According to the text on the Nagyrév poisonings, why is the collective name for the women involved taken from the village of Nagyrév?

• PROVIDED TEXT:
++++++++
While most of the poisoning cases were reported in the village of Nagyrév (hence the collective name for the women involved), several similar poisonings occurred in Tiszakürt, Ókécske, Tiszaföldvár, Kunszentmárton, Mesterszállás, and Öcsöd, and there were cases in Békés, Csongrád, and Zala counties.

==Crimes==
Zsuzsanna Fazekas was a middle-aged midwife who arrived in Nagyrév in 1911, with her husband already missing without explanation. Between 1911 and 1921, she was imprisoned ten times for performing illegal abortions but was consistently acquitted by judges.
++++++++
(Referring expression data)
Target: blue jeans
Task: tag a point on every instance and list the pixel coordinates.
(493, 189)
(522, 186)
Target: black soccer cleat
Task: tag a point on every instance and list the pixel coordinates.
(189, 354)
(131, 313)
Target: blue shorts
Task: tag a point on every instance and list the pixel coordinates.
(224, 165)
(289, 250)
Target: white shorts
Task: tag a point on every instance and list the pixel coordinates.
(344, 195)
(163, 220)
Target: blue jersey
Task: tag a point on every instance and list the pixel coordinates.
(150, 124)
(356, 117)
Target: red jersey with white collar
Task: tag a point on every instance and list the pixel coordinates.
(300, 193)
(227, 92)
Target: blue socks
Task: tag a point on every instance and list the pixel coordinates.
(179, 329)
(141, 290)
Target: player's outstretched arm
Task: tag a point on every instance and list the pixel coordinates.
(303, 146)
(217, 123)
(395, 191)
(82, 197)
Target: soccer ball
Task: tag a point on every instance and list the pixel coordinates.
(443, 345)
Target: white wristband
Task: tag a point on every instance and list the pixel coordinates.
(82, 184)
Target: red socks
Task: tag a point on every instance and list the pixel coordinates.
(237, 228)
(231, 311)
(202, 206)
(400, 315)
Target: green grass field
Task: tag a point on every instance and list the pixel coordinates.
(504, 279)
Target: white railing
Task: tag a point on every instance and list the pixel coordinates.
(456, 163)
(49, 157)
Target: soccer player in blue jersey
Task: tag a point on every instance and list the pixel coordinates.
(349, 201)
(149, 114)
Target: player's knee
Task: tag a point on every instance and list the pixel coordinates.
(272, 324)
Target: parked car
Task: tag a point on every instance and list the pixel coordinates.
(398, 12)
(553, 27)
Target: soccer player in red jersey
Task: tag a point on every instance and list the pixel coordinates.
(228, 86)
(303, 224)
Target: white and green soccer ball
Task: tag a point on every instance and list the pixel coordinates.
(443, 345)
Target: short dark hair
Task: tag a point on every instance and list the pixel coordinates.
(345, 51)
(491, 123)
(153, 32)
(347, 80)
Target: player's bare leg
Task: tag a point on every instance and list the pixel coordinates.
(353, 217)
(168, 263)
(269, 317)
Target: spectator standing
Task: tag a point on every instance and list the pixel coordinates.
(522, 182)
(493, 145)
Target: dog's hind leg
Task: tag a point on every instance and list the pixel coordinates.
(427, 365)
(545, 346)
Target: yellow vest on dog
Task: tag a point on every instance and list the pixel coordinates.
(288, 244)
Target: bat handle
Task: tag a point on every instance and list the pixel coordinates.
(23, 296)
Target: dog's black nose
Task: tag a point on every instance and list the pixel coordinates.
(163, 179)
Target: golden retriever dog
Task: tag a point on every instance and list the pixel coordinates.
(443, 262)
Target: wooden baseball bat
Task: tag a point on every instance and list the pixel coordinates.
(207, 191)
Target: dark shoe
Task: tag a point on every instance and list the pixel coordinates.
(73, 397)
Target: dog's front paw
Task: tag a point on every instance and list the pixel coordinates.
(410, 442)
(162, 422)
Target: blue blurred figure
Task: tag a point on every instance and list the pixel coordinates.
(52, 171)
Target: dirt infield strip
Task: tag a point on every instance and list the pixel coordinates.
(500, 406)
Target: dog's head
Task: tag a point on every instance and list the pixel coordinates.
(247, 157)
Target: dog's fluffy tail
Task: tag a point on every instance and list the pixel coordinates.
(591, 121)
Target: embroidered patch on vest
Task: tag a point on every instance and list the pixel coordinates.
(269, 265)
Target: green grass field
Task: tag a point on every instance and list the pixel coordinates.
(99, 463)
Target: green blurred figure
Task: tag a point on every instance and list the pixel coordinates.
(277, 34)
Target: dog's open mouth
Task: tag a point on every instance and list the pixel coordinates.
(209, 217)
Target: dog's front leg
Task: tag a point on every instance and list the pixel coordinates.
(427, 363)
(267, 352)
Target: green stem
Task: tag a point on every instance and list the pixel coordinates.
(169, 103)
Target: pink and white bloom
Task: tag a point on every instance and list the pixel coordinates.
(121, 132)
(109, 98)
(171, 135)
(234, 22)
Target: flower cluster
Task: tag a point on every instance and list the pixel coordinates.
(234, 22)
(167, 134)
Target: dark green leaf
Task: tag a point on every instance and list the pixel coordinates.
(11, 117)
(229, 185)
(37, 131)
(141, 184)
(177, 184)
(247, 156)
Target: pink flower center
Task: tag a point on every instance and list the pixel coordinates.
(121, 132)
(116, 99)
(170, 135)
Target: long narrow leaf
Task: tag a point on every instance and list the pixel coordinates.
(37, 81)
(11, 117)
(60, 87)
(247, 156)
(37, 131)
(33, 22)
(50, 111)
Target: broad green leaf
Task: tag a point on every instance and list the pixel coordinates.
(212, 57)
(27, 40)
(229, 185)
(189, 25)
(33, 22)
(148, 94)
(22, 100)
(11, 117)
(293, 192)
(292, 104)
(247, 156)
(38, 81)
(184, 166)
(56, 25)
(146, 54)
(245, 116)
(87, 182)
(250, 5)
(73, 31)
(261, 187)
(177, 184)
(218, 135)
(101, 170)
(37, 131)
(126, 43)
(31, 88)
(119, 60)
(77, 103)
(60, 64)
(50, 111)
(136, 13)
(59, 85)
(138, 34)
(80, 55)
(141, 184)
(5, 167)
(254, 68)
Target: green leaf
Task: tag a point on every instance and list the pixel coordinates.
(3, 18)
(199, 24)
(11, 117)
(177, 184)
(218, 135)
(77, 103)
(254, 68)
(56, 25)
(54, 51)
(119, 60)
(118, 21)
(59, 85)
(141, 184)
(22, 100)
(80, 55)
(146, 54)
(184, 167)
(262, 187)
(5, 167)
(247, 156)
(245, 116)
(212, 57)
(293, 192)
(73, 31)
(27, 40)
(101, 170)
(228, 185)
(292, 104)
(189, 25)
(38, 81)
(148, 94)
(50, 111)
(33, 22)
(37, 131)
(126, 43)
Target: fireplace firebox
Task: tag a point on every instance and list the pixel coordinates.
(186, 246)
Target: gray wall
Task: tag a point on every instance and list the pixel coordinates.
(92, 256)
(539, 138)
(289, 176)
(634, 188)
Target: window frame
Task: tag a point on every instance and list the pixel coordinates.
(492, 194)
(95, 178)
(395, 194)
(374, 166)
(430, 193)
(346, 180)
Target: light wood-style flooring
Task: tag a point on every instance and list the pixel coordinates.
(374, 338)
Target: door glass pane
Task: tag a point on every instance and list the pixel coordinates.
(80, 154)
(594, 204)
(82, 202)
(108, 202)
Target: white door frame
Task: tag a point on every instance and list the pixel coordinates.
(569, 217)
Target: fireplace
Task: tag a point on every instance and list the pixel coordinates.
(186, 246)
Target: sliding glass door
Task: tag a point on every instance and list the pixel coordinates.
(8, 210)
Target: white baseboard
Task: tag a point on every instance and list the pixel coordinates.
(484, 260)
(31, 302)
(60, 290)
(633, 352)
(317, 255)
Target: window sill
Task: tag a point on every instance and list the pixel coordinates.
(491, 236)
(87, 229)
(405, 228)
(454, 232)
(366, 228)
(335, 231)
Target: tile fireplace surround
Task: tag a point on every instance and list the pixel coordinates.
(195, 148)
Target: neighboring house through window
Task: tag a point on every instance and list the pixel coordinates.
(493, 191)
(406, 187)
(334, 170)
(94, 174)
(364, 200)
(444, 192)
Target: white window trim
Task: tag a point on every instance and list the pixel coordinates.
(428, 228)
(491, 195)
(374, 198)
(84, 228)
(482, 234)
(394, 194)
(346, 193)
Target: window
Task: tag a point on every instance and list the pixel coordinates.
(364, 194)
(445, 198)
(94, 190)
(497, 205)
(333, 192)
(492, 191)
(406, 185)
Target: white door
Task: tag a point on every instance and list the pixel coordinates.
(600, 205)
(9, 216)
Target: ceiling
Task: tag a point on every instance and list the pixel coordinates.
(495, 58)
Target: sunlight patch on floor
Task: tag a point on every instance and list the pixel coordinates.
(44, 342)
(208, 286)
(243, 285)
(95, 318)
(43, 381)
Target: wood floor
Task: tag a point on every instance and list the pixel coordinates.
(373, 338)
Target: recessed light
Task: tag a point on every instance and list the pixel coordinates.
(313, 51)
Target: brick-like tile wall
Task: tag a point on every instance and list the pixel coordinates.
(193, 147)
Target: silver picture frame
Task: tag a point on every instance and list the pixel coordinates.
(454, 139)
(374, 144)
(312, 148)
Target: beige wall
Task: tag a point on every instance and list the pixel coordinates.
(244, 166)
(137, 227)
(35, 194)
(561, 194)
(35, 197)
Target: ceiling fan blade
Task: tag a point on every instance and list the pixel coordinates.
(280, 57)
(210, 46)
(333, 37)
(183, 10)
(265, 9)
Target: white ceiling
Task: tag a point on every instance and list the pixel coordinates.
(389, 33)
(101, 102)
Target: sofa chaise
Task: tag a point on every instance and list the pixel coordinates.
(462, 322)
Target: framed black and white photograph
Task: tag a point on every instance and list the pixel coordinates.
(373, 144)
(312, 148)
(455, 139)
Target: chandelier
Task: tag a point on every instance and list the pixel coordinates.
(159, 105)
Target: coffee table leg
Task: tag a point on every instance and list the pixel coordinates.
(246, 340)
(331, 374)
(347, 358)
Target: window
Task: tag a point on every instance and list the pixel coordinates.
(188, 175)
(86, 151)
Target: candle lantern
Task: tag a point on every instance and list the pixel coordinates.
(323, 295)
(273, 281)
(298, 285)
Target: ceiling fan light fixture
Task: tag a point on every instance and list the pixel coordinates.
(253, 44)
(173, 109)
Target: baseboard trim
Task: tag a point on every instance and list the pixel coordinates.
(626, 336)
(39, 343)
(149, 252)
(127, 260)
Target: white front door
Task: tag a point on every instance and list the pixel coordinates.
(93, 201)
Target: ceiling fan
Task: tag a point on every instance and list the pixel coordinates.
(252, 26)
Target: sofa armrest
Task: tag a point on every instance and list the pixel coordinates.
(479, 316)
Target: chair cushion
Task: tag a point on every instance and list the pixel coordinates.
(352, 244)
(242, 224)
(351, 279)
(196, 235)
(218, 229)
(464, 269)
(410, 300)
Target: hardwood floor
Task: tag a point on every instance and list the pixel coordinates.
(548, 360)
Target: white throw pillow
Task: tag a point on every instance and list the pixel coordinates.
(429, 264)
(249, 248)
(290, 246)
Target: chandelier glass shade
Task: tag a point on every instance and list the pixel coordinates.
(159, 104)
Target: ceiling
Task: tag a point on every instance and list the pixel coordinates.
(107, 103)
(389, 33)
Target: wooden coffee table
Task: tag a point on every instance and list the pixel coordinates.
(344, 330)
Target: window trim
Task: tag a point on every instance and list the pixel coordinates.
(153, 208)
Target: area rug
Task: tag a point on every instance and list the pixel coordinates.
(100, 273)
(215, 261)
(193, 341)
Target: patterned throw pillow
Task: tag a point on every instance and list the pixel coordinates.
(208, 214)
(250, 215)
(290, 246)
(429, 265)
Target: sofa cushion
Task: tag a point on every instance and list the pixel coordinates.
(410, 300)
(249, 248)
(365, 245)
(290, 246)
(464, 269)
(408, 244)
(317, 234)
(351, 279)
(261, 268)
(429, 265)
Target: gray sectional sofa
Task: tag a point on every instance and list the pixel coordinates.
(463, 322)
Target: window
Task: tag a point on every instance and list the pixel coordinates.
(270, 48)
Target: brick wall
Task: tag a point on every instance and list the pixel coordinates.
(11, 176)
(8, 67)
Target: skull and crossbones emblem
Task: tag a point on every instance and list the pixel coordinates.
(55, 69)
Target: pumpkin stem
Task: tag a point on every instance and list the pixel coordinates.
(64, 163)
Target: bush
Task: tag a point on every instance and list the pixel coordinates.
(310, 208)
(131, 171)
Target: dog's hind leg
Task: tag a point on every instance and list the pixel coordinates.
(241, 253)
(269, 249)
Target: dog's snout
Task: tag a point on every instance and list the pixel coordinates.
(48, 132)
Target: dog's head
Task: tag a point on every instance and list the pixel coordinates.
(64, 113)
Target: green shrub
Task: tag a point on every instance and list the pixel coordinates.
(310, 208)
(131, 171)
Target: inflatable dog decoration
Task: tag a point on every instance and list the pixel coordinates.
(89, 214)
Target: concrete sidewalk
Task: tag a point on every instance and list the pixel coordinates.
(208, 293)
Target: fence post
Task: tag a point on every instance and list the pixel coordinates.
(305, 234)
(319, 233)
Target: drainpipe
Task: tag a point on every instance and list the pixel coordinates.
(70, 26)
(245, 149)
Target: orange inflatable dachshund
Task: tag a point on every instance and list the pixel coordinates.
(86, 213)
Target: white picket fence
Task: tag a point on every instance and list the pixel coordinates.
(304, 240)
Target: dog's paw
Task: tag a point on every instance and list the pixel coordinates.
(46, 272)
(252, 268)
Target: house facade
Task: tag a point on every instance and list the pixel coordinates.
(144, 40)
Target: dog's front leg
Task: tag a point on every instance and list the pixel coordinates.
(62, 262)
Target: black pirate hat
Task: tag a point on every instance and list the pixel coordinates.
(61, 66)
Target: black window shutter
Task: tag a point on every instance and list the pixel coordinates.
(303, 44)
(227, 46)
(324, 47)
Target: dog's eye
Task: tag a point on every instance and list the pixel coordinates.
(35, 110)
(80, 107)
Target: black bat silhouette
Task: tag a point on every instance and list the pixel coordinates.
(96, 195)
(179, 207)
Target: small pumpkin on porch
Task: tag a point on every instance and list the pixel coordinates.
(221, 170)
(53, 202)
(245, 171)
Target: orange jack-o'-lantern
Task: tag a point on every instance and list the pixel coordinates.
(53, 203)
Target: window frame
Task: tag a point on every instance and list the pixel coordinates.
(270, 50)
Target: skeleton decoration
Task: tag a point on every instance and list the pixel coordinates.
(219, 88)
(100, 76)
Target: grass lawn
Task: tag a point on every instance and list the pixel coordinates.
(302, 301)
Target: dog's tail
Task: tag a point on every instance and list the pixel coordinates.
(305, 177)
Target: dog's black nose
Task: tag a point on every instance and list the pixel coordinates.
++++++++
• RESPONSE: Most of the poisoning cases were reported in Nagyrév. Similar poisonings also took place in Tiszakürt, Ókécske, Tiszaföldvár, Kunszentmárton, Mesterszállás, and Öcsöd, as well as in Békés, Csongrád, and Zala counties.